SET TASK:
State how many lines in the items below contain the word "Traffic". Reply with the number alone.

RAW RECORDS:
-.-.-
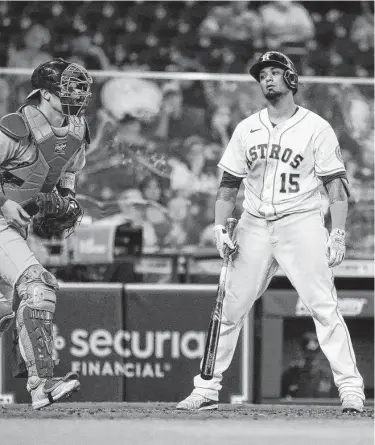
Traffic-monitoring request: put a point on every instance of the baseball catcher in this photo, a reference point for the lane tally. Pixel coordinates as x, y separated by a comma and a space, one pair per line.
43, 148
-.-.-
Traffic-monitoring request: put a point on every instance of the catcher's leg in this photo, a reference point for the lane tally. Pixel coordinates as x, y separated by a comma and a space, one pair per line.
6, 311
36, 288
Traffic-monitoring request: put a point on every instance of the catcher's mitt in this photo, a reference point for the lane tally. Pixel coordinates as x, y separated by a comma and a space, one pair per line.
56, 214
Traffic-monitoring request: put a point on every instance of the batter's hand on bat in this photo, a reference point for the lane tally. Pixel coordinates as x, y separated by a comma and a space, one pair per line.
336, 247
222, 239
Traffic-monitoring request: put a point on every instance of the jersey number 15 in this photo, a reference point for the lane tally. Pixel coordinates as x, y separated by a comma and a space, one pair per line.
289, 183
-.-.-
WORKED SOLUTION:
5